╔══

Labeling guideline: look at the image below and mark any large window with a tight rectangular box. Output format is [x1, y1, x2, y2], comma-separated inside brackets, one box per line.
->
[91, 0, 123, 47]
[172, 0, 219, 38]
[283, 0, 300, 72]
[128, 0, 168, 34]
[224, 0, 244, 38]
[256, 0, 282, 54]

╚══

Please resize the records by writing out every line again in full. Multiply each bounding-box coordinate in the answers by 2.45 and round it to a whole number, with halves rounding up.

■ THE REPLY ■
Labeling guideline: look at the image below and mark any large window with a tight rectangular box. Output format is [x1, y1, x2, y2], comma-separated inside brackets, one box per line.
->
[223, 0, 301, 115]
[421, 0, 537, 93]
[693, 0, 735, 176]
[314, 0, 412, 83]
[549, 0, 598, 93]
[627, 0, 691, 132]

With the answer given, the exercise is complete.